Brief:
Send back every line of the data exactly.

Natural-language object grounding data:
────────

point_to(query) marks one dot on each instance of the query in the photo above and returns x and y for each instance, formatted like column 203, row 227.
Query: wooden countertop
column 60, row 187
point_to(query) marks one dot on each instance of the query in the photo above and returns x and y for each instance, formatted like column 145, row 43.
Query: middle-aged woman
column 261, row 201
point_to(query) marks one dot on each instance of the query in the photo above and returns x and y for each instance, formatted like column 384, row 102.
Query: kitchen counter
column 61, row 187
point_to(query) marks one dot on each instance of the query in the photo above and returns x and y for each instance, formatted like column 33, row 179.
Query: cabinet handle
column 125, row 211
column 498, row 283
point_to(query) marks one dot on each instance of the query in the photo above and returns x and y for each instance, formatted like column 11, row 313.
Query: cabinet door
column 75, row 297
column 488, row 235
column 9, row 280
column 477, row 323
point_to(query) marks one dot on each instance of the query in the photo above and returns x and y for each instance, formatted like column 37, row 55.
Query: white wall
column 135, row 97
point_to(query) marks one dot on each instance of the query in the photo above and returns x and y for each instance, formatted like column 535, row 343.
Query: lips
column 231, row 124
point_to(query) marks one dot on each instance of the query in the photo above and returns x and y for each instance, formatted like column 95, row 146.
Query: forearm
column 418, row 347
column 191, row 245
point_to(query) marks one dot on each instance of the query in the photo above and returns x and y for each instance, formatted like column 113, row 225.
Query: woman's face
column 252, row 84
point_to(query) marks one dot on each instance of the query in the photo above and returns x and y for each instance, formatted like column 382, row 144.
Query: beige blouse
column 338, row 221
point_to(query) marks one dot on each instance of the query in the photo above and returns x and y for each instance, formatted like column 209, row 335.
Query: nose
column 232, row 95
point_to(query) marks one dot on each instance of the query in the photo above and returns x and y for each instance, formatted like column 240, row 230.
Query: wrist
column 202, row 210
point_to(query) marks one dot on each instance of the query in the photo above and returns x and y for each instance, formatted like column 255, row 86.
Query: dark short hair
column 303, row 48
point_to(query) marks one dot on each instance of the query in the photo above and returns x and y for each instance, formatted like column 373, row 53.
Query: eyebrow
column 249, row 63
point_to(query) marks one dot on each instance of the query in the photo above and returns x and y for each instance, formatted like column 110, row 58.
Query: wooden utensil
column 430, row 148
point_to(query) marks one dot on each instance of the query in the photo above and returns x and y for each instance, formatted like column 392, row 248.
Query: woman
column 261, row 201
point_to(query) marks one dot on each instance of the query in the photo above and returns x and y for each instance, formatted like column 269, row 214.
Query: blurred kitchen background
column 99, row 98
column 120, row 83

────────

Written response:
point_to(query) marks one dot on each instance of the query in the photo above and returns x and y for each instance, formatted like column 203, row 227.
Query: wooden countertop
column 60, row 187
point_to(query) marks one dot on each instance of the query in the photo above and returns x and y for each instance, formatted like column 145, row 43.
Query: middle-aged woman
column 261, row 201
point_to(query) marks one dot on each instance of the query in the photo above and returns x and y for each instance, formatted like column 384, row 102.
Query: kitchen counter
column 61, row 187
point_to(query) marks one dot on each instance of the query in the photo above and returns x and y for each instance, formatted like column 33, row 179.
Query: cabinet handle
column 125, row 211
column 498, row 283
point_to(query) marks one dot on each instance of the query in the photo above and returns x and y for each instance, formatted like column 11, row 313.
Query: cabinet door
column 75, row 297
column 488, row 235
column 9, row 280
column 477, row 323
point_to(query) marks one dot on each instance of the query in the photo above and returns x and y for each instance, formatted like column 37, row 55.
Query: white wall
column 135, row 97
point_to(query) marks one dot on each instance of the query in the photo above and returns x and y for each instance, formatted like column 535, row 343.
Query: lips
column 231, row 124
point_to(query) marks one dot on each instance of the query in the photo above and returns x and y for each instance, formatted like column 95, row 146.
Query: forearm
column 418, row 347
column 191, row 245
point_to(query) marks one dot on each instance of the query in the photo above and returns x and y for each instance, formatted like column 113, row 225.
Query: woman's face
column 252, row 84
point_to(query) marks one dot on each instance of the query in the photo above and returns x and y for each instance, formatted like column 382, row 144.
Query: beige blouse
column 338, row 221
point_to(query) marks one dot on each instance of the query in the photo above and returns x and y for each instance, formatted like column 209, row 335.
Query: nose
column 232, row 95
point_to(query) marks one dot on each instance of the query in the photo above and returns x and y for each instance, formatted like column 240, row 230.
Query: wrist
column 202, row 210
point_to(query) marks one dot on each instance of the query in the photo above and returns x and y for each instance, formatted like column 255, row 86.
Query: dark short hair
column 303, row 48
point_to(query) marks one dot on each instance of the query in the photo above and returns x and y for each instance, formatted like column 373, row 53.
Query: eyebrow
column 249, row 63
point_to(query) marks one dot on each instance of the query in the photo above and returns x and y for each instance, formatted like column 110, row 58.
Query: wooden utensil
column 430, row 148
point_to(query) marks one dot on each instance of the query in the photo above and returns x and y for each instance, formatted like column 392, row 248.
Query: woman
column 261, row 201
point_to(query) marks one dot on each instance of the query in the photo above and returns x and y for each instance, formatted like column 269, row 214.
Query: blurred kitchen background
column 99, row 98
column 120, row 83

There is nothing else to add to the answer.